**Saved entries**
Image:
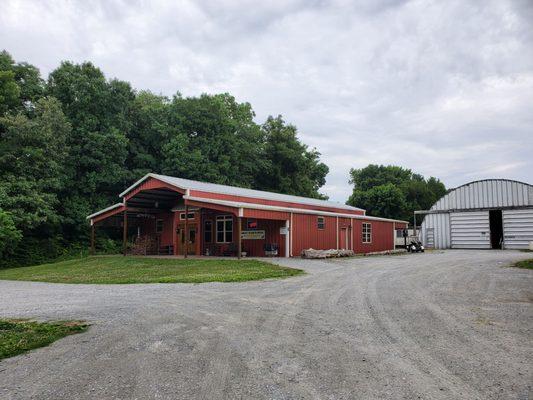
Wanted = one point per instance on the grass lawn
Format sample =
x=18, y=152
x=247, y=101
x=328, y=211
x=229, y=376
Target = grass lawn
x=527, y=264
x=120, y=269
x=17, y=336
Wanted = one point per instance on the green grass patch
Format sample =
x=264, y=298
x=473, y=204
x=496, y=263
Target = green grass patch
x=19, y=336
x=527, y=264
x=120, y=269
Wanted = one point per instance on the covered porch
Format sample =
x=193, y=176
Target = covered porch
x=157, y=219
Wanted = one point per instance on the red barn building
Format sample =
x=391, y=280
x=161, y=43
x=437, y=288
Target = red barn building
x=166, y=215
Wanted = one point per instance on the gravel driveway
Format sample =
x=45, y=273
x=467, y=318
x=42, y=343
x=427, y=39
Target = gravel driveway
x=441, y=325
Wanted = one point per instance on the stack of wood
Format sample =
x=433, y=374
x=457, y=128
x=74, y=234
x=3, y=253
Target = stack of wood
x=144, y=245
x=332, y=253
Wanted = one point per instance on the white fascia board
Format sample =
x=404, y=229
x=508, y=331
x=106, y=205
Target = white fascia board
x=255, y=206
x=150, y=175
x=105, y=210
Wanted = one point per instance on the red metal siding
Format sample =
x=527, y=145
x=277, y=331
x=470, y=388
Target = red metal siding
x=241, y=199
x=166, y=236
x=255, y=247
x=307, y=235
x=382, y=236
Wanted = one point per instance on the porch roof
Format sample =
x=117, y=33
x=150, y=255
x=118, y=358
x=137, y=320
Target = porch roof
x=187, y=185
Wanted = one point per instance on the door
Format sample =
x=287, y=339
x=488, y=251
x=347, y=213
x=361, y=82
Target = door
x=191, y=239
x=470, y=230
x=496, y=229
x=187, y=238
x=343, y=242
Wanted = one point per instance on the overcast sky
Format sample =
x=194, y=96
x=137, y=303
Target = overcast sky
x=444, y=88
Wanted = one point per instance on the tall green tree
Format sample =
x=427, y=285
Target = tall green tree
x=21, y=84
x=215, y=139
x=99, y=112
x=32, y=170
x=290, y=166
x=392, y=191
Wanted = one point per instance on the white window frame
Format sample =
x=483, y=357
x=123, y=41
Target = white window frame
x=366, y=233
x=190, y=216
x=224, y=219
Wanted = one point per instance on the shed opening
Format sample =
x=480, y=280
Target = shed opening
x=496, y=228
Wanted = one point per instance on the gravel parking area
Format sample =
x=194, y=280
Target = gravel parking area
x=439, y=325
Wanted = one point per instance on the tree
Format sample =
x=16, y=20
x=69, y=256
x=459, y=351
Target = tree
x=290, y=167
x=392, y=191
x=69, y=144
x=383, y=200
x=20, y=84
x=32, y=172
x=215, y=140
x=99, y=112
x=9, y=235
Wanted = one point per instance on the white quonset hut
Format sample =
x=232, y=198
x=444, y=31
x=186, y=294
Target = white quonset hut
x=491, y=213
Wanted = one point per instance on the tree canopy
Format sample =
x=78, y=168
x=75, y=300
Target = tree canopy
x=71, y=142
x=392, y=191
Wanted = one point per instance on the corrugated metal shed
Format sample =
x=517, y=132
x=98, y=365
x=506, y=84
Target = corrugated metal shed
x=488, y=193
x=517, y=228
x=460, y=219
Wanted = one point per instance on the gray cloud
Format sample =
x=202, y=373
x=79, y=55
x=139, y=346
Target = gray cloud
x=444, y=88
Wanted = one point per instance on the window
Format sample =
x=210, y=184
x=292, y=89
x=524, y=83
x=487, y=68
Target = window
x=208, y=231
x=189, y=216
x=224, y=229
x=251, y=224
x=367, y=232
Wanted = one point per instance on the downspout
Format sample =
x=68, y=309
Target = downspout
x=337, y=233
x=290, y=237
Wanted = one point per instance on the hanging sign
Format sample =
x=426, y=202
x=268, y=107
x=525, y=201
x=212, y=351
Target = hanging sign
x=251, y=224
x=253, y=235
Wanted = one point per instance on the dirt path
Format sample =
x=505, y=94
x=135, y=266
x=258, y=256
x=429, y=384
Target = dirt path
x=443, y=325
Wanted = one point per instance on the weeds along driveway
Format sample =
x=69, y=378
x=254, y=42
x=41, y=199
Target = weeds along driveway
x=453, y=324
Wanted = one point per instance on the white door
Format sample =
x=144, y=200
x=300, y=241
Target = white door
x=470, y=230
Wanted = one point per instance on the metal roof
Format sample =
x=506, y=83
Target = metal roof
x=487, y=193
x=240, y=205
x=188, y=184
x=105, y=210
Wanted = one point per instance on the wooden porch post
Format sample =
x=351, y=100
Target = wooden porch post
x=239, y=239
x=125, y=232
x=186, y=235
x=93, y=228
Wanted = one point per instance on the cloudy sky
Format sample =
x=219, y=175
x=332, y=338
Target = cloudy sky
x=442, y=87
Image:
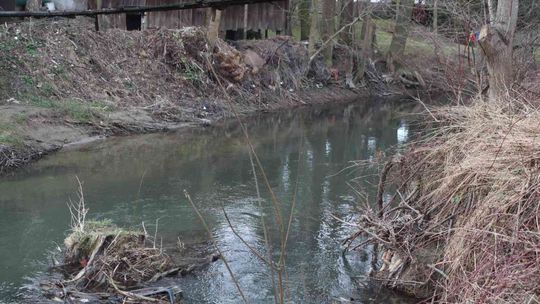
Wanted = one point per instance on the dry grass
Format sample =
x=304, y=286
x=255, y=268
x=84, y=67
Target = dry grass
x=470, y=194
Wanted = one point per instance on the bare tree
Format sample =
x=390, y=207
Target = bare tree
x=328, y=28
x=346, y=17
x=401, y=32
x=496, y=40
x=313, y=33
x=303, y=16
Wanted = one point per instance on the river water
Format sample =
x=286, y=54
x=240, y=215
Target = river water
x=139, y=179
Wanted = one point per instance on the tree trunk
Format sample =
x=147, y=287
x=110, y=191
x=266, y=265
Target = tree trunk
x=313, y=33
x=491, y=12
x=328, y=28
x=213, y=28
x=303, y=15
x=496, y=40
x=347, y=16
x=366, y=41
x=33, y=5
x=401, y=32
x=435, y=16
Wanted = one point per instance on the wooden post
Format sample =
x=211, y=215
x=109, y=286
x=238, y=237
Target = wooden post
x=244, y=34
x=213, y=27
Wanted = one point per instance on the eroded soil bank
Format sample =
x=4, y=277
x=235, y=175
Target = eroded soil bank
x=63, y=83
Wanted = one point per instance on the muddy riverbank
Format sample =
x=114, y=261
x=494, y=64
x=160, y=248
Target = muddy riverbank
x=140, y=178
x=63, y=83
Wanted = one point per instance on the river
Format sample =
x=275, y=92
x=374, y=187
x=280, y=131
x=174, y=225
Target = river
x=137, y=179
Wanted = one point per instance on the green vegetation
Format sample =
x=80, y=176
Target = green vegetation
x=8, y=136
x=78, y=110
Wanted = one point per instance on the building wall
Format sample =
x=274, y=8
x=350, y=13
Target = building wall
x=260, y=16
x=70, y=5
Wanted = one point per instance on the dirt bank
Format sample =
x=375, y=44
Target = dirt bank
x=62, y=83
x=461, y=222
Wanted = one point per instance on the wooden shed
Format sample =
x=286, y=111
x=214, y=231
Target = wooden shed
x=250, y=17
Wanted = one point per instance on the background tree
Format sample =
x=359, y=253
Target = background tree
x=313, y=28
x=303, y=16
x=496, y=40
x=401, y=32
x=328, y=26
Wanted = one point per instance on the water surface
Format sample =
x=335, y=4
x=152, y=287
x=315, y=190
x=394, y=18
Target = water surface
x=140, y=179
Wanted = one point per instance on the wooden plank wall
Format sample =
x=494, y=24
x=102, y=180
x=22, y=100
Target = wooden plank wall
x=261, y=16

**What the task requires**
Render every line of the saved entries above as a Markdown table with the columns "Row" and "Line", numbering the rows in order. Omit blank lines, and leave the pictures out of the table.

**Written solution**
| Row | Line |
|---|---|
| 1 | Image: |
| 2 | Wanted = one point per instance on the grass lawn |
| 3 | Format sample = |
| 4 | x=18, y=152 |
| 5 | x=247, y=101 |
| 6 | x=328, y=211 |
| 7 | x=229, y=376 |
| 8 | Target = grass lawn |
| 9 | x=527, y=264 |
| 10 | x=120, y=269 |
| 11 | x=17, y=336 |
| 12 | Wanted = one point per instance on the green grass patch |
| 13 | Format sample = |
| 14 | x=264, y=298 |
| 15 | x=473, y=204 |
| 16 | x=496, y=263 |
| 17 | Target = green grass patch |
| 18 | x=19, y=336 |
| 19 | x=527, y=264 |
| 20 | x=120, y=269 |
| 21 | Wanted = one point per instance on the covered porch |
| 22 | Format sample = |
| 23 | x=193, y=176 |
| 24 | Target = covered porch |
| 25 | x=157, y=219 |
| 26 | Wanted = one point per instance on the red barn building |
| 27 | Format sample = |
| 28 | x=391, y=280 |
| 29 | x=161, y=43 |
| 30 | x=437, y=288 |
| 31 | Target = red barn building |
| 32 | x=166, y=215 |
| 33 | Wanted = one point per instance on the gravel driveway |
| 34 | Format sample = |
| 35 | x=45, y=273 |
| 36 | x=467, y=318 |
| 37 | x=42, y=343 |
| 38 | x=427, y=39 |
| 39 | Target = gravel driveway |
| 40 | x=441, y=325 |
| 41 | Wanted = one point per instance on the stack of wood |
| 42 | Format sample = |
| 43 | x=433, y=374 |
| 44 | x=457, y=128 |
| 45 | x=74, y=234 |
| 46 | x=3, y=253 |
| 47 | Target = stack of wood |
| 48 | x=144, y=245 |
| 49 | x=332, y=253 |
| 50 | Wanted = one point per instance on the white fascia board |
| 51 | Format sample = |
| 52 | x=404, y=229 |
| 53 | x=508, y=331 |
| 54 | x=106, y=205 |
| 55 | Target = white fascia board |
| 56 | x=255, y=206 |
| 57 | x=150, y=175 |
| 58 | x=105, y=210 |
| 59 | Wanted = one point per instance on the red metal siding |
| 60 | Format sample = |
| 61 | x=527, y=145 |
| 62 | x=277, y=331 |
| 63 | x=470, y=388 |
| 64 | Target = red metal siding |
| 65 | x=241, y=199 |
| 66 | x=166, y=236 |
| 67 | x=255, y=247 |
| 68 | x=307, y=235 |
| 69 | x=382, y=236 |
| 70 | Wanted = one point per instance on the porch roof |
| 71 | Format sample = |
| 72 | x=117, y=33 |
| 73 | x=150, y=255 |
| 74 | x=118, y=358 |
| 75 | x=137, y=320 |
| 76 | Target = porch roof |
| 77 | x=187, y=185 |
| 78 | Wanted = one point per instance on the door |
| 79 | Format sample = |
| 80 | x=287, y=339 |
| 81 | x=488, y=251 |
| 82 | x=347, y=213 |
| 83 | x=361, y=82 |
| 84 | Target = door |
| 85 | x=191, y=239 |
| 86 | x=470, y=230 |
| 87 | x=496, y=229 |
| 88 | x=187, y=238 |
| 89 | x=343, y=242 |
| 90 | Wanted = one point per instance on the overcast sky |
| 91 | Format sample = |
| 92 | x=194, y=96 |
| 93 | x=137, y=303 |
| 94 | Target = overcast sky |
| 95 | x=444, y=88 |
| 96 | Wanted = one point per instance on the tall green tree |
| 97 | Format sample = |
| 98 | x=427, y=285 |
| 99 | Target = tall green tree |
| 100 | x=21, y=84 |
| 101 | x=215, y=139 |
| 102 | x=99, y=112 |
| 103 | x=32, y=170 |
| 104 | x=290, y=166 |
| 105 | x=392, y=191 |
| 106 | Wanted = one point per instance on the white window frame |
| 107 | Format sample = |
| 108 | x=483, y=357 |
| 109 | x=123, y=41 |
| 110 | Target = white window frame |
| 111 | x=366, y=233 |
| 112 | x=190, y=216 |
| 113 | x=224, y=219 |
| 114 | Wanted = one point per instance on the shed opening |
| 115 | Format sample = |
| 116 | x=480, y=280 |
| 117 | Target = shed opening |
| 118 | x=496, y=228 |
| 119 | Wanted = one point per instance on the gravel parking area |
| 120 | Format sample = |
| 121 | x=194, y=280 |
| 122 | Target = gravel parking area |
| 123 | x=439, y=325 |
| 124 | Wanted = one point per instance on the tree |
| 125 | Format sample = |
| 126 | x=16, y=20 |
| 127 | x=69, y=256 |
| 128 | x=459, y=351 |
| 129 | Target = tree |
| 130 | x=290, y=167 |
| 131 | x=392, y=191 |
| 132 | x=69, y=144 |
| 133 | x=383, y=200 |
| 134 | x=20, y=84 |
| 135 | x=32, y=172 |
| 136 | x=215, y=140 |
| 137 | x=99, y=112 |
| 138 | x=9, y=235 |
| 139 | Wanted = one point per instance on the white quonset hut |
| 140 | Format sample = |
| 141 | x=232, y=198 |
| 142 | x=444, y=31 |
| 143 | x=186, y=294 |
| 144 | Target = white quonset hut |
| 145 | x=491, y=213 |
| 146 | Wanted = one point per instance on the tree canopy |
| 147 | Format sample = |
| 148 | x=78, y=168 |
| 149 | x=75, y=300 |
| 150 | Target = tree canopy |
| 151 | x=71, y=142 |
| 152 | x=392, y=191 |
| 153 | Wanted = one point per instance on the corrugated metal shed |
| 154 | Format sample = |
| 155 | x=517, y=132 |
| 156 | x=98, y=365 |
| 157 | x=506, y=84 |
| 158 | Target = corrugated metal shed |
| 159 | x=488, y=193 |
| 160 | x=517, y=228 |
| 161 | x=460, y=219 |
| 162 | Wanted = one point per instance on the gray cloud |
| 163 | Format sample = |
| 164 | x=202, y=373 |
| 165 | x=79, y=55 |
| 166 | x=139, y=346 |
| 167 | Target = gray cloud |
| 168 | x=444, y=88 |
| 169 | Wanted = one point per instance on the window |
| 170 | Format sample = |
| 171 | x=210, y=184 |
| 172 | x=292, y=89 |
| 173 | x=524, y=83 |
| 174 | x=487, y=68 |
| 175 | Target = window |
| 176 | x=208, y=231 |
| 177 | x=189, y=216 |
| 178 | x=224, y=229 |
| 179 | x=251, y=224 |
| 180 | x=367, y=232 |
| 181 | Wanted = one point per instance on the downspout |
| 182 | Format sample = |
| 183 | x=68, y=309 |
| 184 | Target = downspout |
| 185 | x=337, y=233 |
| 186 | x=290, y=237 |
| 187 | Wanted = one point per instance on the hanging sign |
| 188 | Format sample = |
| 189 | x=426, y=202 |
| 190 | x=268, y=107 |
| 191 | x=525, y=201 |
| 192 | x=212, y=351 |
| 193 | Target = hanging sign |
| 194 | x=251, y=224 |
| 195 | x=253, y=235 |
| 196 | Wanted = one point per instance on the dirt path |
| 197 | Format sample = |
| 198 | x=505, y=94 |
| 199 | x=135, y=266 |
| 200 | x=258, y=256 |
| 201 | x=429, y=384 |
| 202 | Target = dirt path |
| 203 | x=443, y=325 |
| 204 | Wanted = one point per instance on the weeds along driveway |
| 205 | Format sample = |
| 206 | x=69, y=378 |
| 207 | x=254, y=42 |
| 208 | x=41, y=199 |
| 209 | Target = weeds along driveway |
| 210 | x=453, y=324 |
| 211 | Wanted = one point per instance on the white door |
| 212 | Format sample = |
| 213 | x=144, y=200 |
| 214 | x=300, y=241 |
| 215 | Target = white door |
| 216 | x=470, y=230 |
| 217 | Wanted = one point per instance on the metal roof |
| 218 | Format sample = |
| 219 | x=506, y=83 |
| 220 | Target = metal roof |
| 221 | x=487, y=193 |
| 222 | x=240, y=205 |
| 223 | x=188, y=184 |
| 224 | x=105, y=210 |
| 225 | Wanted = one point per instance on the wooden porch post |
| 226 | Format sample = |
| 227 | x=351, y=100 |
| 228 | Target = wooden porch post |
| 229 | x=239, y=239 |
| 230 | x=125, y=232 |
| 231 | x=186, y=235 |
| 232 | x=93, y=228 |
| 233 | Wanted = one point per instance on the cloudy sky |
| 234 | Format sample = |
| 235 | x=219, y=175 |
| 236 | x=332, y=338 |
| 237 | Target = cloudy sky |
| 238 | x=442, y=87 |
| 239 | Image: |
| 240 | Wanted = one point per instance on the dry grass |
| 241 | Format sample = |
| 242 | x=304, y=286 |
| 243 | x=255, y=268 |
| 244 | x=84, y=67 |
| 245 | Target = dry grass |
| 246 | x=470, y=194 |
| 247 | Wanted = one point per instance on the bare tree |
| 248 | Format sample = |
| 249 | x=390, y=207 |
| 250 | Target = bare tree |
| 251 | x=328, y=28 |
| 252 | x=346, y=17 |
| 253 | x=401, y=32 |
| 254 | x=496, y=40 |
| 255 | x=313, y=33 |
| 256 | x=303, y=16 |
| 257 | Wanted = one point per instance on the river water |
| 258 | Format sample = |
| 259 | x=286, y=54 |
| 260 | x=240, y=215 |
| 261 | Target = river water |
| 262 | x=139, y=179 |
| 263 | Wanted = one point per instance on the tree trunk |
| 264 | Format sample = |
| 265 | x=147, y=287 |
| 266 | x=110, y=191 |
| 267 | x=266, y=265 |
| 268 | Target = tree trunk |
| 269 | x=313, y=33 |
| 270 | x=491, y=12 |
| 271 | x=328, y=28 |
| 272 | x=213, y=28 |
| 273 | x=303, y=15 |
| 274 | x=496, y=40 |
| 275 | x=347, y=16 |
| 276 | x=366, y=41 |
| 277 | x=33, y=5 |
| 278 | x=401, y=32 |
| 279 | x=435, y=16 |
| 280 | Wanted = one point per instance on the wooden post |
| 281 | Format sample = |
| 282 | x=211, y=215 |
| 283 | x=109, y=286 |
| 284 | x=238, y=237 |
| 285 | Target = wooden post |
| 286 | x=244, y=34 |
| 287 | x=213, y=27 |
| 288 | Wanted = one point per instance on the eroded soil bank |
| 289 | Format sample = |
| 290 | x=4, y=277 |
| 291 | x=235, y=175 |
| 292 | Target = eroded soil bank |
| 293 | x=63, y=83 |
| 294 | Wanted = one point per instance on the muddy riverbank |
| 295 | Format sample = |
| 296 | x=114, y=261 |
| 297 | x=494, y=64 |
| 298 | x=160, y=248 |
| 299 | Target = muddy riverbank |
| 300 | x=140, y=178 |
| 301 | x=63, y=83 |
| 302 | Wanted = one point per instance on the river |
| 303 | Format sample = |
| 304 | x=275, y=92 |
| 305 | x=374, y=187 |
| 306 | x=280, y=131 |
| 307 | x=174, y=225 |
| 308 | Target = river |
| 309 | x=137, y=179 |
| 310 | Wanted = one point per instance on the green vegetation |
| 311 | Format sample = |
| 312 | x=80, y=176 |
| 313 | Target = green vegetation |
| 314 | x=8, y=136 |
| 315 | x=78, y=110 |
| 316 | Wanted = one point per instance on the building wall |
| 317 | Format sample = |
| 318 | x=274, y=8 |
| 319 | x=350, y=13 |
| 320 | Target = building wall |
| 321 | x=260, y=16 |
| 322 | x=70, y=5 |
| 323 | Wanted = one point per instance on the dirt bank |
| 324 | Format sample = |
| 325 | x=375, y=44 |
| 326 | Target = dirt bank |
| 327 | x=62, y=83 |
| 328 | x=461, y=222 |
| 329 | Wanted = one point per instance on the wooden shed |
| 330 | Format sample = |
| 331 | x=286, y=111 |
| 332 | x=214, y=231 |
| 333 | Target = wooden shed |
| 334 | x=250, y=17 |
| 335 | Wanted = one point per instance on the background tree |
| 336 | Format sample = |
| 337 | x=359, y=253 |
| 338 | Target = background tree |
| 339 | x=313, y=28 |
| 340 | x=303, y=16 |
| 341 | x=496, y=40 |
| 342 | x=401, y=32 |
| 343 | x=328, y=26 |
| 344 | Wanted = one point per instance on the water surface |
| 345 | Format sample = |
| 346 | x=335, y=4 |
| 347 | x=152, y=287 |
| 348 | x=315, y=190 |
| 349 | x=394, y=18 |
| 350 | Target = water surface |
| 351 | x=140, y=179 |
| 352 | Wanted = one point per instance on the wooden plank wall |
| 353 | Format sample = |
| 354 | x=494, y=24 |
| 355 | x=102, y=180 |
| 356 | x=22, y=100 |
| 357 | Target = wooden plank wall |
| 358 | x=261, y=16 |